▸ **Written request**:
Extract the final stretch of the data: the line that contains "Can you find the motorcycle headlight" and every line after it, unaltered, and no other lines.

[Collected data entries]
·····

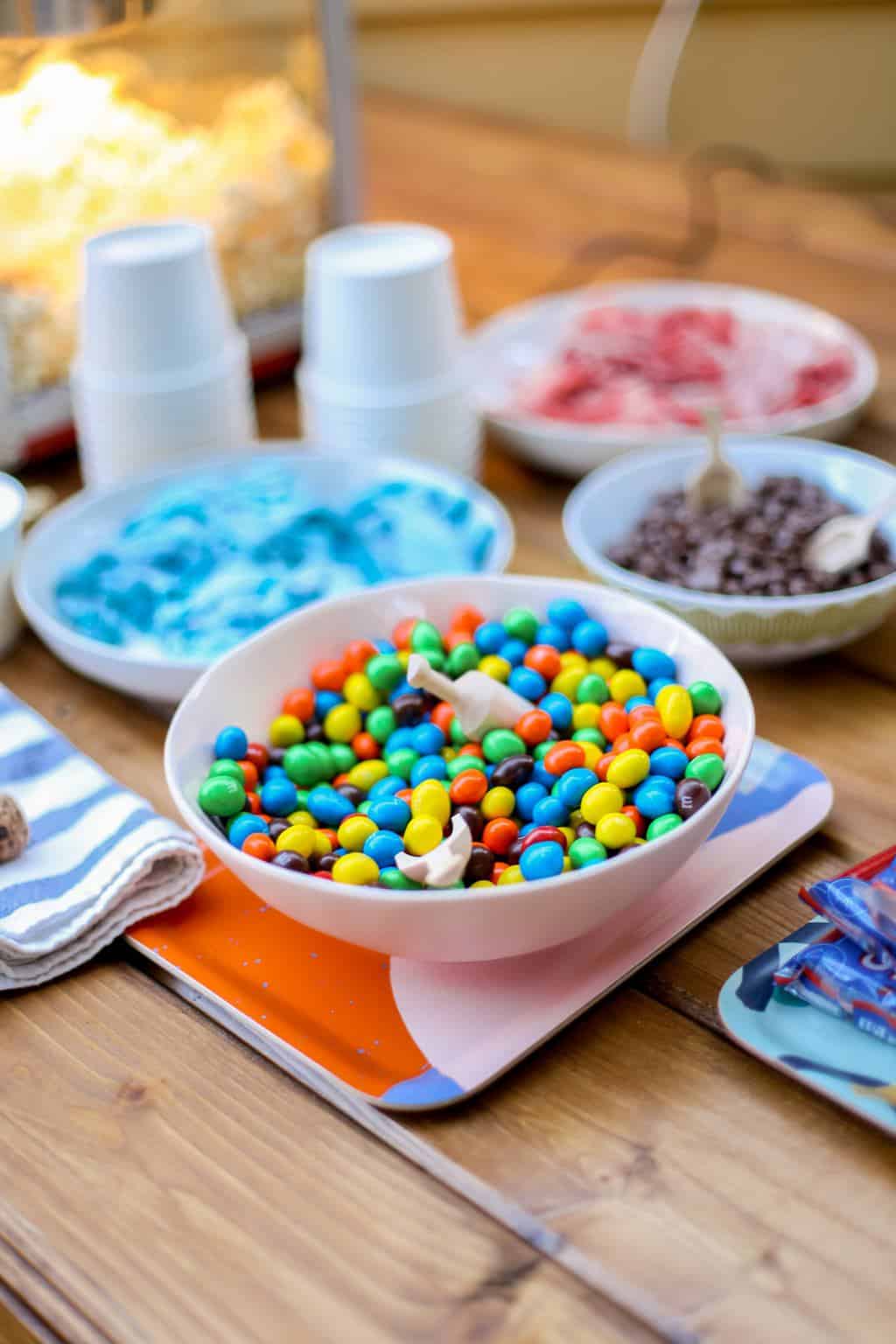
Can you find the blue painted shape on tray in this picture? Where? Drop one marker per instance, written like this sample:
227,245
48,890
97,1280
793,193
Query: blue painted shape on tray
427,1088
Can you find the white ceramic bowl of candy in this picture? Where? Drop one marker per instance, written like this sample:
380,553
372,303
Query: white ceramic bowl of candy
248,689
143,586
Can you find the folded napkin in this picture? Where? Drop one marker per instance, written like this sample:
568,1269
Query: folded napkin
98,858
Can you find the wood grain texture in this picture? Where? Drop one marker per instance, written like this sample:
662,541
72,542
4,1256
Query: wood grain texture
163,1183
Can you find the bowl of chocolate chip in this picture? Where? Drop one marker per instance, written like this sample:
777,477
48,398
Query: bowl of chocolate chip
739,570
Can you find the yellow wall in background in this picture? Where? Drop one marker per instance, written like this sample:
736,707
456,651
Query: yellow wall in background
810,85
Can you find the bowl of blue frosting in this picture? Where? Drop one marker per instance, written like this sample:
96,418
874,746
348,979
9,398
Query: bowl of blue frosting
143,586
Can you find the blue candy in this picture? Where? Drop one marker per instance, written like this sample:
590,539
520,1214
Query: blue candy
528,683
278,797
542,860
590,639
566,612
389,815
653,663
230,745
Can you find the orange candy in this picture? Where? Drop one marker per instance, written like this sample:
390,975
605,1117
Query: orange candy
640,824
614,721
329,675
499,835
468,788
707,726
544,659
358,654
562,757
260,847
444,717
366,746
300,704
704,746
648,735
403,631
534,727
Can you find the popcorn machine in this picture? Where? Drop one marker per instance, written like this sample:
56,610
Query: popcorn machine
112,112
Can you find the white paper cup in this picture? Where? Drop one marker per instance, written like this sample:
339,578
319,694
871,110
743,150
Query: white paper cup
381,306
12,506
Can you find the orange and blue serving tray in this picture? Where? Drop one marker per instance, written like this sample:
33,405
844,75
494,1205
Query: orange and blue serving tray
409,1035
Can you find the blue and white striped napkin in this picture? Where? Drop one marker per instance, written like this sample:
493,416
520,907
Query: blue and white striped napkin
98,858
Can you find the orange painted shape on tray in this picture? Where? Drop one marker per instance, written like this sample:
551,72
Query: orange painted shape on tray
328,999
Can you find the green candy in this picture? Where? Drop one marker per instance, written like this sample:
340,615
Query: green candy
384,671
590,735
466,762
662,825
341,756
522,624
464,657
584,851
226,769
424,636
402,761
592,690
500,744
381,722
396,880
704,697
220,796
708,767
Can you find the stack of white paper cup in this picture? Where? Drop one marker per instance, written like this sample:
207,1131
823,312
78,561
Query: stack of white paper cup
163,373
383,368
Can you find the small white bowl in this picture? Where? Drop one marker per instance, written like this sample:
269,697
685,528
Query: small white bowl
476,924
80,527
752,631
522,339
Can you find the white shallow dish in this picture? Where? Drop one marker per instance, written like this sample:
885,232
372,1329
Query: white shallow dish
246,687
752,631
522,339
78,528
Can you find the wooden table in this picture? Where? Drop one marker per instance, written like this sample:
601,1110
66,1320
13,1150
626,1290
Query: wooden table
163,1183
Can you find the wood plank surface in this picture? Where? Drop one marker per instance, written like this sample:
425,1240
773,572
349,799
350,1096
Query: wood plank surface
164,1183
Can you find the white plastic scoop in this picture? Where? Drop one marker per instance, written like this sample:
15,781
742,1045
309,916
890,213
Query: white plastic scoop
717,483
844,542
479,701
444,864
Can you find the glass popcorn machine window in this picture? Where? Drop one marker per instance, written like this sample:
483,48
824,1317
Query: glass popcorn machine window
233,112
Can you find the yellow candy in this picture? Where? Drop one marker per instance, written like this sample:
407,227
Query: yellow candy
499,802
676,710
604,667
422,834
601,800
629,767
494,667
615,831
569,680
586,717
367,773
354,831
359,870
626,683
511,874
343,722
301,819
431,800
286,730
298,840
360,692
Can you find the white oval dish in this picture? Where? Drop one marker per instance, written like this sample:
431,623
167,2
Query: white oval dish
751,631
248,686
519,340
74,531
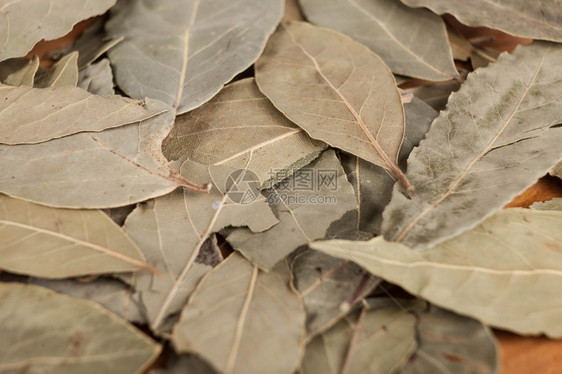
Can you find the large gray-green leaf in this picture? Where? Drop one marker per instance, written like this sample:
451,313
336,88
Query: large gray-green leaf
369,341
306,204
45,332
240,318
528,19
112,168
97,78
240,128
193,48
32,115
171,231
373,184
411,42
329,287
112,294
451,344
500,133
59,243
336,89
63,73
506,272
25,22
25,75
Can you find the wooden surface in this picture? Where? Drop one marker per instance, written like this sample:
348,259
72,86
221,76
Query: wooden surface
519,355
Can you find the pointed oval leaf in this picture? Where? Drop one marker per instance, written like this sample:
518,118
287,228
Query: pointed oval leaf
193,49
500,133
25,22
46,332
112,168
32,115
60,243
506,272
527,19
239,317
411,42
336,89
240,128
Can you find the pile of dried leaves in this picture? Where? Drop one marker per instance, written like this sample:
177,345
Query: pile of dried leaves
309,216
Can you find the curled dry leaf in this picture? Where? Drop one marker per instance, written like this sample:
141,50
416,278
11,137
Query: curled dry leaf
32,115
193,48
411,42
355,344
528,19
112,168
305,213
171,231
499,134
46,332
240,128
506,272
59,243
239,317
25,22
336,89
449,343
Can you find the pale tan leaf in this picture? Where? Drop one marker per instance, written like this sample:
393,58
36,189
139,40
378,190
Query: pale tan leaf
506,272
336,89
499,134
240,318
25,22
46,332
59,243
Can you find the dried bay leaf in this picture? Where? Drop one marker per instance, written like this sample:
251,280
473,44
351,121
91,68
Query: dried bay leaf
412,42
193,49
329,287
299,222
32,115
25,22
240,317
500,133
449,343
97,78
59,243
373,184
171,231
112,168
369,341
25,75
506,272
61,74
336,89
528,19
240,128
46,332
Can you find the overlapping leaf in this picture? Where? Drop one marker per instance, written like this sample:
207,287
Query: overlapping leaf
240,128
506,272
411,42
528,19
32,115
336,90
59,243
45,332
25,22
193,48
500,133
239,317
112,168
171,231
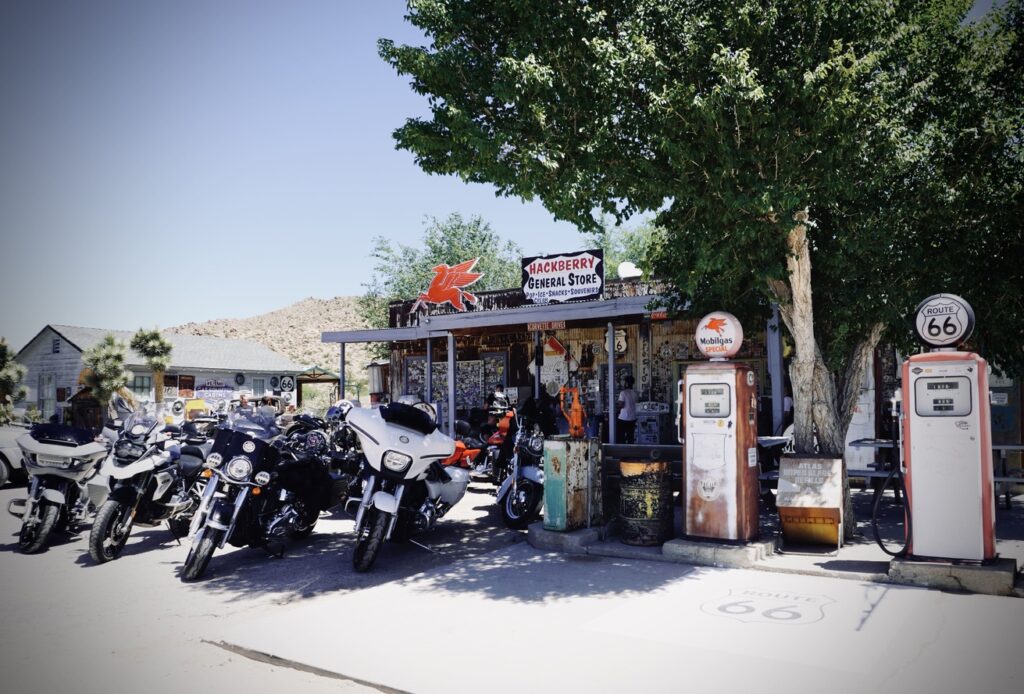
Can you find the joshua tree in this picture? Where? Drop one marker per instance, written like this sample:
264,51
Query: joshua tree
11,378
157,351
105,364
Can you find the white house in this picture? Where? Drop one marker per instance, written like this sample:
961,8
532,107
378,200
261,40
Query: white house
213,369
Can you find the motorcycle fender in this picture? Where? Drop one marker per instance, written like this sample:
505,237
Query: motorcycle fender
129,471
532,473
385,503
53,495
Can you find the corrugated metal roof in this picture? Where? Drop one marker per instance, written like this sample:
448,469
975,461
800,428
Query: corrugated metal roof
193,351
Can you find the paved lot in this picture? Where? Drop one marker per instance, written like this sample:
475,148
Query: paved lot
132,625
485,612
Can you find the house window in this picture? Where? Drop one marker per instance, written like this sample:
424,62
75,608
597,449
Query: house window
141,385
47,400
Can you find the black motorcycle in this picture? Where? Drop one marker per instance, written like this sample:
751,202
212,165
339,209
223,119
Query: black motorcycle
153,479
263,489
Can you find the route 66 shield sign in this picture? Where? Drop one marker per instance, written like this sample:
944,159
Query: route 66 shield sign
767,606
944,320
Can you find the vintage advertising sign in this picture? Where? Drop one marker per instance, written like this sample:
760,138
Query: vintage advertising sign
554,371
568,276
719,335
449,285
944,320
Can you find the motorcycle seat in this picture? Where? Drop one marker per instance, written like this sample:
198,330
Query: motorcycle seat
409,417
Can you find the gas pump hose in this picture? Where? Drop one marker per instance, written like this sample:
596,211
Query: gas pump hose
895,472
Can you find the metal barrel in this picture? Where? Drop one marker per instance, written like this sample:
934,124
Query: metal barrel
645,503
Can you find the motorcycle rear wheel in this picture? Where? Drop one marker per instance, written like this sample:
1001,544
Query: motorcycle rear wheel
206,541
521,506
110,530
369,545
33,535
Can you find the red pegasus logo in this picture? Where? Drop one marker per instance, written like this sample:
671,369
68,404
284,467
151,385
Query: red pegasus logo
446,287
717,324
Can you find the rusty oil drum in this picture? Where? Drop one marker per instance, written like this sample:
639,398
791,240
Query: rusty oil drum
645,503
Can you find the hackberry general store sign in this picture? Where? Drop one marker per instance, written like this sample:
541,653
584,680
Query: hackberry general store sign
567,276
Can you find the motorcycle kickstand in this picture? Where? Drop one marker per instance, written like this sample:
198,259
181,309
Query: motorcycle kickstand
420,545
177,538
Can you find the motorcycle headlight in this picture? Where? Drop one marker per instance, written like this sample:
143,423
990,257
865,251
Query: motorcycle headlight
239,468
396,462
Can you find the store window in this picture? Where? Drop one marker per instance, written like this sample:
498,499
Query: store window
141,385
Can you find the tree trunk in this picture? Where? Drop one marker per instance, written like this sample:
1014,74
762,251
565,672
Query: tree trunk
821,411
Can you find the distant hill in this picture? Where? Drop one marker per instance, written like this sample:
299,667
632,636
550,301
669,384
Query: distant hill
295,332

·····

▸ **Output below**:
Can you find the motorcycle headlight in this picture? Where? Drop one marker per instance, written like this sample:
143,423
990,257
865,251
Query: motorcycle headlight
239,468
396,462
Can you find the store window in this picture? Where? Drop one marker per instance, written like this sample:
498,499
Query: store window
141,385
Can you find the tree trunk in this picture? Where? Drop one marker per instance, written like this sample:
1014,74
762,251
565,672
Query: tree trunk
821,411
Can you find the distant hill in this picture? Where? Drop one marker per instance, written like this sample:
299,667
632,636
550,301
669,384
Query: distant hill
295,332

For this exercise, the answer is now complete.